▶ Document:
^^^^^^^^^^^^^^^^
The Persuaders! 1.14 – The Man in the Middle

Before we watched tonight’s delightful and extremely fun episode of The Persuaders!, Donald James’s “The Man in the Middle,” I told our son to look out for Terry-Thomas. I reminded him that we’ve seen him once before, in Those Magnificent Men in Their Flying Machines, and he’s hardly playing against type here. Thomas specialized in variations of the same part: a comically obnoxious, cowardly aristocrat who’s always happy to stick other people with the bill. One thing that our little sample run of this series has mostly missed is Lord Brett Sinclair’s curious family tree. Here, Thomas is a distant cousin, and Brett is so desperate to get away from him that he completely forgets that two rival intelligence agencies are tracking him and that he has to lay low for the next twelve hours, and walks straight into a trap.

Geraldine Moffat is also in this one, which had the kid guffawing loudly as Danny tries to rescue Brett from the enemy power’s embassy while Archie provides as little help as possible. It’s really very funny. I’ve praised the writer several times over the course of this blog for all the great scripts he penned for ITC, but this was really one of his best even before Thomas got involved and making it even better. I told the kid that we’ll be seeing the actor once more in about a month.

But surprisingly, I didn’t actually pick this episode for its guest stars like I normally do. Always glad to see good guests like Thomas and Moffat, but I chose this one because there’s a bit at the end where Danny tries to build a road block to keep the baddies from driving out of town and it doesn’t work like he’d hoped. I remember that I really liked that gag when Marie and I watched this series a couple of years ago, and I figured correctly that the kid would like it as well. He agreed that was the episode’s best moment, and despite all the other amusing hijinks, fights, and shootouts, I agree.
^^^^^^^^^^^^^^^^
Translate this sentence from the episode review into Spanish: "Thomas specialized in variations of the same part: a comically obnoxious, cowardly aristocrat who’s always happy to stick other people with the bill."

▶ Given data:
^^^^^^^^^^^^^^^^
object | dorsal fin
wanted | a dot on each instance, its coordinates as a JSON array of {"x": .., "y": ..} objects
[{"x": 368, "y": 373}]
^^^^^^^^^^^^^^^^
▶ Solution for this exercise: Thomas se especializó en variaciones del mismo papel: un aristócrata cómicamente odioso y cobarde que siempre está encantado de cargarles la cuenta a los demás.